══ Data for review ══

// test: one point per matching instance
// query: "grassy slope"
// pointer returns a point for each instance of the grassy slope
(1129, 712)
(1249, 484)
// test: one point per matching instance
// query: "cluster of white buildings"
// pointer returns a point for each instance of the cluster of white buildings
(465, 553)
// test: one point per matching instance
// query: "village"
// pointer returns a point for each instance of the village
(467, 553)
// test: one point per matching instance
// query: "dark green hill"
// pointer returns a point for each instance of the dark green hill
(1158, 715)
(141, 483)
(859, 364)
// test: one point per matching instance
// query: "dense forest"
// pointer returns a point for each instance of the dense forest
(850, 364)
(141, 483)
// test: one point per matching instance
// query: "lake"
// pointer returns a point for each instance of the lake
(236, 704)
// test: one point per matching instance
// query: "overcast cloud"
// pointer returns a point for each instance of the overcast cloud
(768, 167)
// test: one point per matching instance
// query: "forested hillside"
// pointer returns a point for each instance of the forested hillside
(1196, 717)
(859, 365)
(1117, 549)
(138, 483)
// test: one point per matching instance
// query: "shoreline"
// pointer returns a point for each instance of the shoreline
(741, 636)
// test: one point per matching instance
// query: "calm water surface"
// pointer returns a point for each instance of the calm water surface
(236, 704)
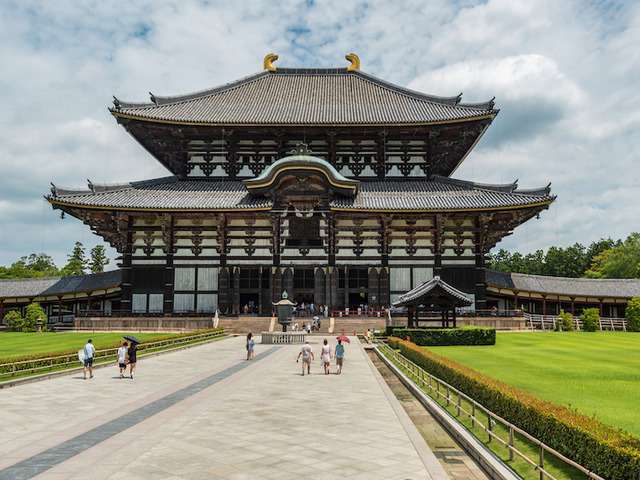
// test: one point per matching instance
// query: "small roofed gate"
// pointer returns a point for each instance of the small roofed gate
(434, 295)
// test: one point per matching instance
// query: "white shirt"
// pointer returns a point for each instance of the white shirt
(122, 354)
(306, 351)
(89, 350)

═══

Goal of the exercise - Scan the entries for the word "query". Report each line that has it.

Task answer -
// query: "grassy slope"
// query: "cluster of white buildings"
// query: "village"
// query: "dark green hill"
// query: "dense forest"
// query: "lake"
// query: "overcast cloud"
// query: "forested hillside"
// query: "shoreline"
// query: "calm water surface"
// query: "small roofed gate"
// query: "white shirt"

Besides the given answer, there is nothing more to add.